_Requirements_. Reproduce the data below with each "annotate" replaced by "mark" and nothing else changed. Leave the pictures out of your version.

— begin Material supplied —

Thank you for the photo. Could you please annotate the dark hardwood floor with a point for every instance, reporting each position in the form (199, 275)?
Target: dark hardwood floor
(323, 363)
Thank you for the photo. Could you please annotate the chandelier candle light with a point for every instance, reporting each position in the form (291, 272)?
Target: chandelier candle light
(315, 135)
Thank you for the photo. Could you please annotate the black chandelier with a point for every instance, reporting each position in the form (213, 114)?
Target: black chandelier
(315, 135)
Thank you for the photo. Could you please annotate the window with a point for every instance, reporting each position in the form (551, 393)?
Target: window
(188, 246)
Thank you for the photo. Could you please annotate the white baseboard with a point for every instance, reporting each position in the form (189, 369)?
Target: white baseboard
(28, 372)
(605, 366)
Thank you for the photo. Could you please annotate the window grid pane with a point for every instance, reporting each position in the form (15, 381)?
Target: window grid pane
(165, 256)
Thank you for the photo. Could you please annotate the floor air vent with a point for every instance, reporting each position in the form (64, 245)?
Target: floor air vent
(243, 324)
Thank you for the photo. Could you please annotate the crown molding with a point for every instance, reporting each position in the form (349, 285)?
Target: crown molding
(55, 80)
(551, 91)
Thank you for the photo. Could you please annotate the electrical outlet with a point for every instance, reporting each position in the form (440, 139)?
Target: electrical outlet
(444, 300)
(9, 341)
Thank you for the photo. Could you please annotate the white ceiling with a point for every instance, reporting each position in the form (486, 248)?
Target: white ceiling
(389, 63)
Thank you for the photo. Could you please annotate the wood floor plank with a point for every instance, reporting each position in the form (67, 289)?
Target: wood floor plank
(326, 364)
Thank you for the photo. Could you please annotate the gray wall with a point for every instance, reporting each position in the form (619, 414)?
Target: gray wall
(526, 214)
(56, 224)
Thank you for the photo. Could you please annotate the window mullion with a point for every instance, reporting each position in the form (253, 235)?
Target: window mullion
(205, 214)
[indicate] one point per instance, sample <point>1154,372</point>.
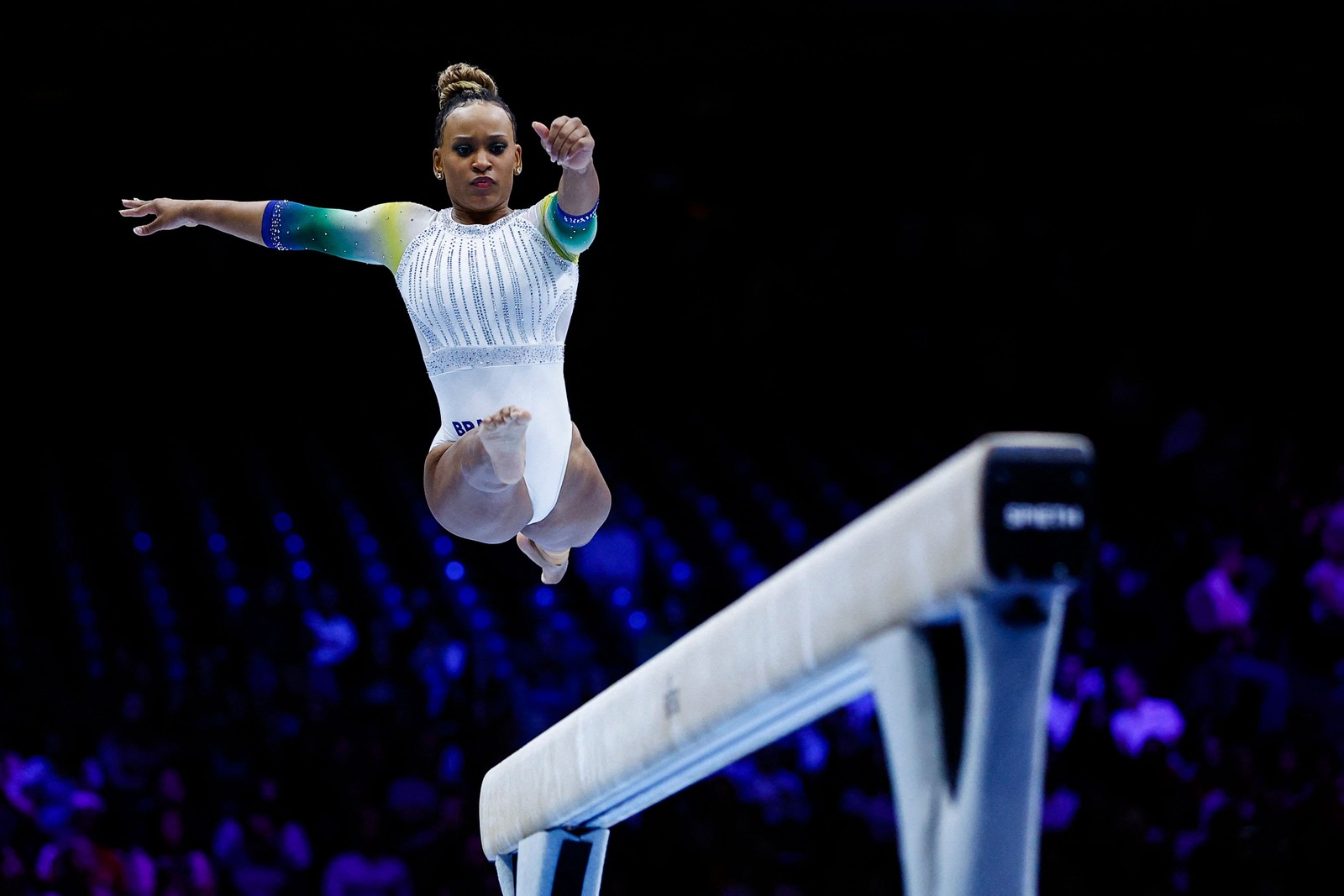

— end Material supplied —

_Worked solution_.
Thank you for the photo. Could you please mark the dark hardwood floor with a point for every instance, reporting each position in the form (199, 275)?
Target: dark hardwood floor
(323, 363)
Thank you for the photo. Could you please mark the chandelier candle light with a point for every instance, reporting each position in the form (291, 272)?
Target: chandelier candle light
(315, 135)
Thank you for the photo. Could you please mark the black chandelier with a point for every instance, reporting each position in the form (213, 114)?
Target: black chandelier
(315, 135)
Thank you for the photo. Could you please mark the window with a point for every instance, reporting each position in the form (551, 393)?
Target: window
(188, 246)
Thank you for the photo. Could you please mark the white baseboard with a point for every instance, reporting each position in the form (189, 369)?
Target: white baseboard
(28, 372)
(605, 366)
Thank you for the photo. Could you please mark the window grid pane with a point for every instance, reporting each position in the form (15, 381)?
Target: window grid pane
(165, 256)
Thank you for the photo. Could you please mark the floor air vent with a point for every instance, reporting each position in the form (64, 245)?
Target: floor air vent
(243, 324)
Thank you for the photo. Could you please mark the crown molding with a point for every instance, reporting each position in the form (349, 285)?
Target: crown molding
(55, 80)
(551, 91)
Thank you for the photo. Could you please mark the electrical outlet with a point for every instance, reporting each position in the form (440, 139)?
Target: electrical outlet
(444, 300)
(9, 341)
Thank you for the photo. Could you please mark the white ceiling with a point for every instance, reporting each position in the form (486, 248)?
Target: white ceiling
(389, 63)
Thank you for the photo. Could you please mark the wood floor plank with a point for every instance, reporting each position in the form (67, 289)?
Target: wood floor plank
(326, 364)
Thank you for the photo. Could you please mark the gray wall with a point for every instance, reporting each position in the form (619, 414)?
Target: gray wall
(526, 214)
(56, 224)
Thank you for the photo. Could you please mark the window mullion with a point for every instance, reporting each position in the form (253, 235)?
Target: window mullion
(205, 214)
[indicate] one point per instance, sample <point>1154,372</point>.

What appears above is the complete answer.